* **EXERCISE REQUIREMENTS**
In the scraping walkthrough below, what does parse_details() return to the crawler?

## Start TEXT BLOCK

Lines 14-35: This is where we check if we’ve reached the last page or not. If not, we create the “Request” object for the next page.
Lines 21-22: Note the commented “if last_record_on_page < 45:” line. We’ll refer to it in the “Testing It” section below.
Lines 37-84: This is where we extract our data.
Lines 86-101: Here, we create our MTQInfraItem and set the fields we just extracted.
Line 102: Here we save our MTQInfraItem to our internal buffer so we can use it later when we parse the corresponding “details” page.
Line 104: Finally we return a “Request” object so the crawler will request the corresponding “details” page and call our “parse_details” method with the response.

Scraping the Details

I won’t post the code to scrape the “details” page here as it is mostly code similar to lines 37-84 of the previous parser. The only thing to note is that in parse_details(), we actually return the final MTQInfraItem object to the crawler so it can be sent down the pipeline.

Testing It

Before you run this puppy for the first time, you should limit the crawling to a small number of records. I used 45 records because each page has 15. This give us a reasonable sample to validate most of our code. This is where line 22 in parse_main_list() comes handy. Simply uncomment it and comment line 23 to stop processing after 45 records.

## End TEXT BLOCK
## Start MATERIAL PROVIDED

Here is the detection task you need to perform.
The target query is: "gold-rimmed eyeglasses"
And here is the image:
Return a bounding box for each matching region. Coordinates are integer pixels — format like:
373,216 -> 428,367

## End MATERIAL PROVIDED

* **THE ANSWER**
The final MTQInfraItem object, so it can be sent down the pipeline.